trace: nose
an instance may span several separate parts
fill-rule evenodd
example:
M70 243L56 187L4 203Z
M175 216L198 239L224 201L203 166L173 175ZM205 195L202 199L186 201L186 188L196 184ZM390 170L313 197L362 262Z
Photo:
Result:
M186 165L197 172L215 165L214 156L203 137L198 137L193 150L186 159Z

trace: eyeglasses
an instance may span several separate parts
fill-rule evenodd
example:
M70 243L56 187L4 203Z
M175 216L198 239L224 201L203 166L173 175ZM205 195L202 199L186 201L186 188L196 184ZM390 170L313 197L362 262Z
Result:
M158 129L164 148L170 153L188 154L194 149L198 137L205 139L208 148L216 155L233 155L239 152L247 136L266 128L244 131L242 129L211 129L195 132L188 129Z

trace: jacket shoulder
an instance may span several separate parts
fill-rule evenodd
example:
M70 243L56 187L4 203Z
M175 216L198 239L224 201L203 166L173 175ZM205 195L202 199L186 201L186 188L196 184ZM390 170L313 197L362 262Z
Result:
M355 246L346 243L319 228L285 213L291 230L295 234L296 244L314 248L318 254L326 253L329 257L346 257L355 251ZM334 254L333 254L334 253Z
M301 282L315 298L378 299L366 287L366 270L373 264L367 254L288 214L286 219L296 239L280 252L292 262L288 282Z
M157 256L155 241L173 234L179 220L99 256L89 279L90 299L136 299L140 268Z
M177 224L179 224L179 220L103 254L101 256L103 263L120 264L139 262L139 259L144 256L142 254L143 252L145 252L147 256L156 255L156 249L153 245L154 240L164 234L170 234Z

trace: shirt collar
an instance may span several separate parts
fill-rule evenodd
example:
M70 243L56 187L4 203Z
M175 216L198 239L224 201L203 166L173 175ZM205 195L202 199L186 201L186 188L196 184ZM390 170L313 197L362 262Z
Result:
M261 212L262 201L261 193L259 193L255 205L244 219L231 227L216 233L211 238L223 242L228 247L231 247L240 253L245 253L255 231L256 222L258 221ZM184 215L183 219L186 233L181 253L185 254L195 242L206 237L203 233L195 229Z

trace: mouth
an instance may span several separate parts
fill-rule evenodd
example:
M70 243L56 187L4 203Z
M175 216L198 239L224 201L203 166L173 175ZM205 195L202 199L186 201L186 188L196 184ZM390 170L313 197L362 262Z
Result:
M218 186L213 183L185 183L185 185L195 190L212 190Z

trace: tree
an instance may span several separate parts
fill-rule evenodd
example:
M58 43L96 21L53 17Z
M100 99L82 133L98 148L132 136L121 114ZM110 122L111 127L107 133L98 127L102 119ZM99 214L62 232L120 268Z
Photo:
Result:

• Exercise objective: The response has to match the records above word for word.

• Your response:
trace: nose
an instance may span several separate parts
fill-rule evenodd
example:
M70 243L56 187L4 203Z
M175 216L198 239L224 201L203 166L173 175ZM205 195L202 199L186 201L186 188L196 184ZM390 170L313 197L362 262Z
Photo:
Result:
M186 165L197 172L215 165L214 156L203 137L198 137L193 150L186 159Z

trace: eyeglasses
an instance may span several separate parts
fill-rule evenodd
example:
M70 243L56 187L4 203Z
M175 216L198 239L224 201L203 166L173 175ZM205 195L202 199L186 201L186 188L196 184ZM390 170L313 197L362 262Z
Result:
M158 129L164 148L170 153L188 154L194 149L198 137L205 139L208 148L216 155L233 155L239 152L247 136L266 128L244 131L242 129L211 129L195 132L188 129Z

trace: jacket shoulder
an instance may span several separate parts
fill-rule evenodd
example:
M70 243L56 187L4 203Z
M175 216L198 239L224 201L203 166L173 175ZM205 195L202 199L186 201L186 188L196 184ZM390 170L313 197L362 262Z
Result:
M355 246L346 243L319 228L285 213L291 230L295 234L296 244L314 248L318 254L326 253L329 257L346 257L355 251ZM334 254L333 254L334 253Z
M301 282L315 298L378 299L366 287L366 270L373 264L367 254L288 214L286 219L296 239L280 252L292 262L288 282Z
M157 256L155 241L173 234L179 220L99 256L89 279L90 299L136 299L140 268Z
M177 224L179 224L179 220L103 254L101 256L103 263L120 264L139 262L139 259L144 256L142 254L143 252L145 252L147 256L156 255L156 249L153 245L154 240L164 234L170 234Z

trace: shirt collar
an instance may span several separate parts
fill-rule evenodd
example:
M70 243L56 187L4 203Z
M175 216L198 239L224 201L203 166L173 175ZM205 195L202 199L186 201L186 188L196 184ZM390 170L313 197L362 262Z
Result:
M261 212L262 201L261 193L259 193L255 205L244 219L231 227L216 233L211 238L223 242L228 247L231 247L240 253L245 253L255 231L256 222L258 221ZM184 215L183 219L186 233L181 253L185 254L195 242L206 237L203 233L195 229Z

trace: mouth
an instance may span several separate parts
fill-rule evenodd
example:
M70 243L56 187L4 203Z
M175 216L198 239L224 201L203 166L173 175ZM205 195L202 199L186 201L186 188L196 184ZM390 170L313 197L362 262Z
Result:
M218 186L213 183L185 183L185 185L195 190L212 190Z

trace: tree
an instance may span several separate parts
fill-rule evenodd
example:
M58 43L96 21L53 17Z
M100 99L82 133L98 148L132 136L121 114ZM110 122L111 127L107 133L98 127L102 119ZM99 214L62 232L120 268Z
Photo:
Result:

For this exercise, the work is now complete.